— Problem details —
Word-for-word transcription is needed for all of the entries.

* * * *

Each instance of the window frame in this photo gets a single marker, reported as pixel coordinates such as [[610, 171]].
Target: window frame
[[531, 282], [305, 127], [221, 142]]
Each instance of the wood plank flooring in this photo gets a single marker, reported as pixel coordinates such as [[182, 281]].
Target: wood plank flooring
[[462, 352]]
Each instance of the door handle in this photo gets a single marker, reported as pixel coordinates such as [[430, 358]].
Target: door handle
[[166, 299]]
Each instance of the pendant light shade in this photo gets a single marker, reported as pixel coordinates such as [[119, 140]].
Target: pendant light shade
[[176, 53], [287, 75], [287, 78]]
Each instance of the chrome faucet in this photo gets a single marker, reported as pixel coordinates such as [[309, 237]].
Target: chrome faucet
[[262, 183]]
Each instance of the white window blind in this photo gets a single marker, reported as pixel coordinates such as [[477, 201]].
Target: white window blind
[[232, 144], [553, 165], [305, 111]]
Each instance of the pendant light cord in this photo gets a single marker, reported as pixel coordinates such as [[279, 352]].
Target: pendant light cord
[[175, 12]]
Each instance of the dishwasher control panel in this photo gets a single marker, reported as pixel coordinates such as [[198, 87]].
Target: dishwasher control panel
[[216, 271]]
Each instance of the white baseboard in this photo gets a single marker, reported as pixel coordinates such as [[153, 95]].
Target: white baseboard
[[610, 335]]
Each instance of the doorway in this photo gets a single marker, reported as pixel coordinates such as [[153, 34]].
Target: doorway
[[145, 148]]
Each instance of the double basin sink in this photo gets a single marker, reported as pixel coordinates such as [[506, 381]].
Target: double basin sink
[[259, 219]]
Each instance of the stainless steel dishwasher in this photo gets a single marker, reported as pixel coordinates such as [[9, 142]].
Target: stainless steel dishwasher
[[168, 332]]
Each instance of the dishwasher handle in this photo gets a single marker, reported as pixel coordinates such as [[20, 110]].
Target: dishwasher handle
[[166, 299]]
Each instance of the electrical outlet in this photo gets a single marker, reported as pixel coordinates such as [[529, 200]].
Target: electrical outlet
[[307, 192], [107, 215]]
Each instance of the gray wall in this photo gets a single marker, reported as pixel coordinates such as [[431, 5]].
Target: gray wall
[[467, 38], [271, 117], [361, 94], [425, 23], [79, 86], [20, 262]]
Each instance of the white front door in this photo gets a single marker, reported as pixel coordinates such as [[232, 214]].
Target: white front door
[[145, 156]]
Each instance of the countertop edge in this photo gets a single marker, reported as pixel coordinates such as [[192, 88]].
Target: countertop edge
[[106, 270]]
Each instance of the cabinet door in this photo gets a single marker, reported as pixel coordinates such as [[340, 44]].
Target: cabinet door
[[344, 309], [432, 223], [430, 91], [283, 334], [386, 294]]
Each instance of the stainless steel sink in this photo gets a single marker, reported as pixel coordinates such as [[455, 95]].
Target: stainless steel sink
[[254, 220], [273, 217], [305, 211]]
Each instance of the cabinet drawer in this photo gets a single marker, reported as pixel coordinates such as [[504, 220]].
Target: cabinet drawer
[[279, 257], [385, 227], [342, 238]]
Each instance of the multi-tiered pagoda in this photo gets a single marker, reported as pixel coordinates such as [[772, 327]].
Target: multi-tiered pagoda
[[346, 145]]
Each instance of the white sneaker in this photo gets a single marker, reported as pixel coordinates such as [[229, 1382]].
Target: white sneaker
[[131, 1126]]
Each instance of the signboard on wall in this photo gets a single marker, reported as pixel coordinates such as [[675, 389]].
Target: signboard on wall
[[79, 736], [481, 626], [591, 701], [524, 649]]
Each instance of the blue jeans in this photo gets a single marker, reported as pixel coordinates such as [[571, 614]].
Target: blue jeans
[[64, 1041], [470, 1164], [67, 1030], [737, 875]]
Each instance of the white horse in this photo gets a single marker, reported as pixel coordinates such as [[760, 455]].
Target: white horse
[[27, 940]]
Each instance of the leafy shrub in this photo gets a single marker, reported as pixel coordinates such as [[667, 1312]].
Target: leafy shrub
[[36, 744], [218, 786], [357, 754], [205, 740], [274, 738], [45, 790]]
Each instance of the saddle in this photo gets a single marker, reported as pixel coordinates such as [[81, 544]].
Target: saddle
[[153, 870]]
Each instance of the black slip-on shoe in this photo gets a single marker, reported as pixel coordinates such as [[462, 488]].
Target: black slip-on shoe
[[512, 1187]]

* * * *

— Written reply —
Each instance of the window frame in this photo gets a single marker, reported as pixel coordinates such as [[610, 171]].
Target: window frame
[[531, 282], [305, 127], [221, 142]]
Each instance of the wood plank flooring in this photo gets a single marker, reported as pixel coordinates such as [[182, 281]].
Target: wood plank flooring
[[462, 352]]
Each instance of the door handle in this photo gets a single marker, reported as pixel coordinates such as [[430, 358]].
Target: door handle
[[166, 299]]
Each instance of the pendant light shade in this photo gets a single marker, reported as pixel coordinates such as [[119, 140]].
Target: pendant light shade
[[176, 53], [287, 75], [287, 78]]
Each instance of the chrome faucet in this photo gets a single marker, reported as pixel coordinates such as [[309, 237]].
Target: chrome faucet
[[262, 183]]
Each instance of the white window blind in this photo gets a single marker, reported as pixel coordinates such as [[477, 201]].
Target: white window blind
[[232, 144], [553, 165], [305, 111]]
Each instance of the pendant light cord in this photo gets a single marker, reported as pixel coordinates such as [[279, 352]].
Target: pendant light cord
[[175, 12]]
Each instance of the dishwasher control panel in this photo gets a single marker, reported as pixel coordinates such as [[198, 87]].
Target: dishwasher control panel
[[216, 271]]
Each instance of the white baseboard in this photo gets a single marker, reported as pixel coordinates such as [[153, 95]].
Target: white baseboard
[[610, 335]]
Each instance of the doorway in this photo gets a single marker, reported as pixel coordinates such as [[153, 34]].
Target: doorway
[[145, 148]]
Each instance of the double basin sink in this photo gets a single marker, reported as pixel coordinates such as [[506, 381]].
Target: double basin sink
[[259, 219]]
Each instance of the stainless steel dishwasher in this photo gets a single marker, reported as pixel coordinates such as [[9, 142]].
Target: stainless steel dishwasher
[[168, 332]]
Each instance of the dishwasher handle in this photo gets a single marker, reported as pixel coordinates such as [[20, 110]].
Target: dishwasher handle
[[166, 299]]
Each instance of the electrical outlet in this photo gets a single marker, reported as pixel coordinates such as [[529, 200]].
Target: electrical outlet
[[307, 192], [107, 215]]
Each instance of the gray wall in this photo gets a single marker, reported as pixel coordinates such as [[431, 5]].
Target: gray wall
[[467, 38], [271, 117], [361, 94], [425, 23], [79, 86], [20, 262]]
Each instance of the white front door in this photo gets a single marker, reported as pixel coordinates such as [[232, 214]].
Target: white front door
[[145, 156]]
Each instance of the countertop edge in this photo gets a single marker, reported as pixel coordinates such as [[192, 88]].
Target: countertop edge
[[106, 270]]
Each instance of the cabinet door in this photo gets a single marker, reported as pixel coordinates such as [[340, 44]].
Target: cabinet door
[[344, 309], [432, 223], [430, 91], [283, 334], [386, 294]]
Each instance of the stainless steel sink in this photo gets a single marker, reported as pixel coordinates such as [[455, 95]].
Target: stainless steel sink
[[254, 220], [273, 217], [305, 211]]
Each instance of the cabinet drawer in this photo gets a single marker, reported as pixel coordinates such as [[504, 220]].
Target: cabinet drawer
[[279, 257], [385, 227], [342, 238]]
Each instance of the multi-tiered pagoda in this photo gets a single marker, reported as pixel coordinates such as [[772, 327]].
Target: multi-tiered pagoda
[[346, 145]]
Each instance of the white sneaker in this photo gets a single marker, reported as pixel coordinates such as [[229, 1382]].
Target: white sneaker
[[131, 1126]]
Each instance of the signboard on wall in this photo gets a single marker, reported as pixel coordinates such as [[675, 389]].
Target: signboard on wall
[[79, 736], [481, 626], [591, 701], [524, 649]]
Each instance of the blue jeans in this photo gets a single marker, reported as pixel coordinates such as [[571, 614]].
Target: blue jeans
[[64, 1041], [470, 1164], [67, 1030], [737, 875]]
Each instance of the white horse in this photo gets a single marker, reported as pixel coordinates such as [[760, 455]].
Target: white horse
[[27, 940]]
Each instance of the leafy shrub in this photo gets a single marker, reported as pixel coordinates such as [[667, 1312]].
Target: leafy shrub
[[36, 744], [218, 786], [357, 754], [205, 740], [274, 738], [45, 790]]
Each instance of the saddle in this photo gets a single marker, reported as pixel coordinates such as [[81, 544]].
Target: saddle
[[153, 870]]
Each instance of the black slip-on shoe in this photo gets a single marker, reported as pixel coordinates such as [[462, 488]].
Target: black slip-on shoe
[[512, 1187]]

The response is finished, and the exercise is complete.